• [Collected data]
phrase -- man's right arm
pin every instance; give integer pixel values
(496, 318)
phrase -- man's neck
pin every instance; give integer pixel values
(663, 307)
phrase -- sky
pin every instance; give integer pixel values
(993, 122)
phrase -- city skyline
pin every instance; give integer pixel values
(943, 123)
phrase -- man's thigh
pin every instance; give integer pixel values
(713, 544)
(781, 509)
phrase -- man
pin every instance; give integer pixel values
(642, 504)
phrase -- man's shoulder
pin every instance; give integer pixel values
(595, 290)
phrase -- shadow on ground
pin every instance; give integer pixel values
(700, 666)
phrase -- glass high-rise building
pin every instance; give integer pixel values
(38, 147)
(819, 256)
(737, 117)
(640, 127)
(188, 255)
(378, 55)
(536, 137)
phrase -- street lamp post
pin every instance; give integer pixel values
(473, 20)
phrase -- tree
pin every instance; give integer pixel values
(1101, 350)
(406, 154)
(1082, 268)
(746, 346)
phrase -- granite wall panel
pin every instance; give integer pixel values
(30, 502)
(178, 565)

• [TO DO] Count up the lines in the entries above where the word "phrase" appears, and give the figure with nothing added.

• [SOLUTION TO THIS EXERCISE] 12